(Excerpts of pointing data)
┌────────
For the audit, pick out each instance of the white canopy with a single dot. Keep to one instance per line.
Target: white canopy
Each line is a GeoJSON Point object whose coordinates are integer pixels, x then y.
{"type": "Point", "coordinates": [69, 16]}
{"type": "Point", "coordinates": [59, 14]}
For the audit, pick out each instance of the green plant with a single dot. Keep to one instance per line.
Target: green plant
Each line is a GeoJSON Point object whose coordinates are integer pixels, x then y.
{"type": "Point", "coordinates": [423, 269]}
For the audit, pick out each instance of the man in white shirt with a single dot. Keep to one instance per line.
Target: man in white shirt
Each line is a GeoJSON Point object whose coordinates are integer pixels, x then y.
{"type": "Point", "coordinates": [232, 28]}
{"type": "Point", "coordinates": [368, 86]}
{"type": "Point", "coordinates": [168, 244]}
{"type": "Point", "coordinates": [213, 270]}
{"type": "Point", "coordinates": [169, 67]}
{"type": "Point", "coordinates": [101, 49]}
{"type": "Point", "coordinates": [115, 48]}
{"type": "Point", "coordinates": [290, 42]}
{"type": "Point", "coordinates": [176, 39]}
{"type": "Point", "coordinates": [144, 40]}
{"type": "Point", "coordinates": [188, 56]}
└────────
Description of the task
Retype every line of the listing above without any alteration.

Answer
For the audit, pick out each instance of the white canopy with a single dot. Keep to one instance per line.
Target: white canopy
Each line is a GeoJSON Point object whose coordinates are integer pixels, x then y.
{"type": "Point", "coordinates": [69, 16]}
{"type": "Point", "coordinates": [59, 14]}
For the audit, pick out each instance of the green plant with a single dot. Keep to one instance per line.
Target: green plant
Each line is a GeoJSON Point object whose coordinates are integer pixels, x then y.
{"type": "Point", "coordinates": [423, 269]}
For the audit, pick out each instance of the man in white shirt with a single dot. Keep to one instance per line.
Target: man in white shirt
Each line is a GeoJSON Point object whose coordinates are integer pixels, x then y.
{"type": "Point", "coordinates": [232, 28]}
{"type": "Point", "coordinates": [368, 86]}
{"type": "Point", "coordinates": [168, 244]}
{"type": "Point", "coordinates": [213, 270]}
{"type": "Point", "coordinates": [169, 67]}
{"type": "Point", "coordinates": [101, 49]}
{"type": "Point", "coordinates": [115, 48]}
{"type": "Point", "coordinates": [290, 42]}
{"type": "Point", "coordinates": [176, 39]}
{"type": "Point", "coordinates": [144, 40]}
{"type": "Point", "coordinates": [188, 56]}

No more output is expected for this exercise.